Every entry must be given again exactly.

[Pointing dataset records]
::::::

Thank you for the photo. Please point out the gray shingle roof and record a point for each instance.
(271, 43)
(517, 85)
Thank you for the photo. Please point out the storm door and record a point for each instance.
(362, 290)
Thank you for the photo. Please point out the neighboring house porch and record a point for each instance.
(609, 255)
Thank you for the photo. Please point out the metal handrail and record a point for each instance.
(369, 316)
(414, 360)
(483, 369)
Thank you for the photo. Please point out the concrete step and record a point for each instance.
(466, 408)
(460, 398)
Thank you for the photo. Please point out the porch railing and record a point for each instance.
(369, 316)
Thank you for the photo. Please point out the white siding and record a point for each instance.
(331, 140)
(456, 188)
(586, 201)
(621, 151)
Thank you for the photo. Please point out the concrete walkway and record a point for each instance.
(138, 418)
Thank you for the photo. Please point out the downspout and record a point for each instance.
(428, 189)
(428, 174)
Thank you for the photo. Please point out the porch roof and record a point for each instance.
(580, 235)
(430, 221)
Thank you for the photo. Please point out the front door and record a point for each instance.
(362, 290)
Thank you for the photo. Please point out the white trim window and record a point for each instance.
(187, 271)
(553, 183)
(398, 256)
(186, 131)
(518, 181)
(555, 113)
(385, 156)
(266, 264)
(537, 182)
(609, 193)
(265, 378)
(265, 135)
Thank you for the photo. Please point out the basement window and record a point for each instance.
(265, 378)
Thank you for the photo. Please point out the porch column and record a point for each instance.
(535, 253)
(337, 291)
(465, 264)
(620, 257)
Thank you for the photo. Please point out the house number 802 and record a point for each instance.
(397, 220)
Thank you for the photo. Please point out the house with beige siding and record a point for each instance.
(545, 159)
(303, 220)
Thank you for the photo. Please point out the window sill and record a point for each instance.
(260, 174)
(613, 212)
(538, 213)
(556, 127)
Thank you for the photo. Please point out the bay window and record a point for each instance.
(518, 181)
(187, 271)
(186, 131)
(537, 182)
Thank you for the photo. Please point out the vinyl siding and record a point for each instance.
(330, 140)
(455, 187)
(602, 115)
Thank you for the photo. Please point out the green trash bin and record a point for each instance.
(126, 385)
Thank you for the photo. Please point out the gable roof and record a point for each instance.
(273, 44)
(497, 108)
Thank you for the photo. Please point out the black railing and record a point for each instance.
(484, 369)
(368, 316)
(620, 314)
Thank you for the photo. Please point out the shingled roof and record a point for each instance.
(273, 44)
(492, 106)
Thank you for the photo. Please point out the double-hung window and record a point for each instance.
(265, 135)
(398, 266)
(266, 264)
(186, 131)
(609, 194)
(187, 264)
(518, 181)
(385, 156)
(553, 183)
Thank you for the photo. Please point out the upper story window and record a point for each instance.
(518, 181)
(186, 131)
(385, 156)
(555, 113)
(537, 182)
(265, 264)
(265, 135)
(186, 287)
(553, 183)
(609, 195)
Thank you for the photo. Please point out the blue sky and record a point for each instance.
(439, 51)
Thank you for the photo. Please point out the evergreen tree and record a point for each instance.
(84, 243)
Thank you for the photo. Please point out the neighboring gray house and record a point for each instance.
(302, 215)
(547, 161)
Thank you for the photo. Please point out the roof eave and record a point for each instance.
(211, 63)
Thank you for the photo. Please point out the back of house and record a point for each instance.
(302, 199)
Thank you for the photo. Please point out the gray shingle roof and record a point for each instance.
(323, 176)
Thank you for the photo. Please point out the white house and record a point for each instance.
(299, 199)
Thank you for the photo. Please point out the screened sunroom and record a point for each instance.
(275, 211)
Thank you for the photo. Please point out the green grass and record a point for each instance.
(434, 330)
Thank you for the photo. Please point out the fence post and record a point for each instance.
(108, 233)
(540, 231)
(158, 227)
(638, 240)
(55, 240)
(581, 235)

::::::

RESULT
Thank you for the photo. Please point out the gray shingle roof and record a point for each instance.
(271, 43)
(517, 85)
Thank you for the photo. Please point out the storm door and record a point for each instance.
(362, 290)
Thank you for the photo. Please point out the neighboring house porch and record a point for each instance.
(609, 255)
Thank you for the photo. Please point out the metal handrail and record a point for each instance.
(369, 316)
(414, 360)
(483, 369)
Thank you for the photo. Please point out the concrete step and record a point for each instance.
(466, 408)
(460, 398)
Thank you for the photo. Please point out the porch railing and record a point for each instance.
(369, 316)
Thank you for the photo. Please point out the white siding and record a point for each instance.
(331, 140)
(456, 188)
(586, 201)
(621, 151)
Thank you for the photo. Please point out the concrete walkway and record a point for each instance.
(138, 418)
Thank you for the photo. Please point out the downspout and record a point for each instance.
(428, 189)
(428, 174)
Thank you for the photo. Please point out the porch roof and record a point for each instance.
(580, 235)
(430, 221)
Thank you for the photo. Please point out the front door and record a point for each instance.
(362, 290)
Thank you for the photo. Please point out the white trim window and record a point for each instance.
(187, 271)
(553, 183)
(398, 256)
(186, 131)
(518, 181)
(555, 113)
(385, 156)
(266, 264)
(537, 182)
(609, 193)
(265, 378)
(265, 135)
Thank you for the photo. Please point out the basement window and record a point for each instance.
(265, 378)
Thank you for the photo. Please point out the porch column and record a point for each instance.
(535, 253)
(337, 291)
(465, 264)
(620, 257)
Thank you for the photo. Please point out the house number 802 and record a point for each instance.
(397, 220)
Thank you for the photo. Please point out the house with beige siding and record a point for each instance.
(545, 159)
(303, 220)
Thank you for the photo. Please point out the window sill and record a point for each instance.
(260, 174)
(613, 212)
(538, 213)
(556, 127)
Thank you for the photo. Please point out the bay window and record a point for each instance.
(518, 181)
(187, 271)
(186, 131)
(537, 182)
Thank you for the photo. Please point out the vinyl siding and record a point for each instance.
(330, 140)
(455, 187)
(602, 115)
Thank you for the photo. Please point out the green trash bin and record a point for each instance.
(126, 385)
Thank you for the photo. Please point out the gable roof and record a point for each instance.
(273, 44)
(497, 108)
Thank you for the photo. Please point out the black railing and record a point for each instance.
(484, 369)
(368, 316)
(620, 314)
Thank you for the photo. Please point out the shingled roof and record a point for each instance.
(273, 44)
(492, 106)
Thank you for the photo. Please point out the double-hung window and record a point for each instance.
(265, 135)
(398, 266)
(266, 264)
(186, 131)
(609, 194)
(187, 264)
(518, 181)
(385, 156)
(553, 183)
Thank you for the photo. Please point out the upper story window and record a point for each instance.
(518, 181)
(186, 131)
(385, 156)
(555, 113)
(537, 182)
(265, 264)
(265, 135)
(186, 287)
(553, 183)
(609, 195)
Thank you for the photo. Please point out the blue sky and record a point for each instance.
(439, 51)
Thank you for the photo. Please point out the evergreen tree and record a point for each instance.
(84, 243)
Thank you for the photo. Please point out the neighboring gray house and record a point for each instance.
(302, 215)
(547, 161)
Thank you for the photo. Please point out the roof eave and record a point for each instance.
(211, 63)
Thank you for the photo. Please point out the back of house and record a point for each instance.
(302, 199)
Thank you for the photo. Please point out the gray shingle roof and record a point for each instance.
(323, 176)
Thank you for the photo. Please point out the white house and record a point for each instance.
(299, 199)
Thank you for the photo. Please point out the screened sunroom and record a point for each instance.
(275, 211)
Thank you for the photo. Please point out the green grass and record a point for each instance.
(434, 330)
Thank you for the photo. Please point out the fence post and record a point for each instance.
(108, 233)
(540, 231)
(158, 227)
(638, 240)
(55, 240)
(581, 235)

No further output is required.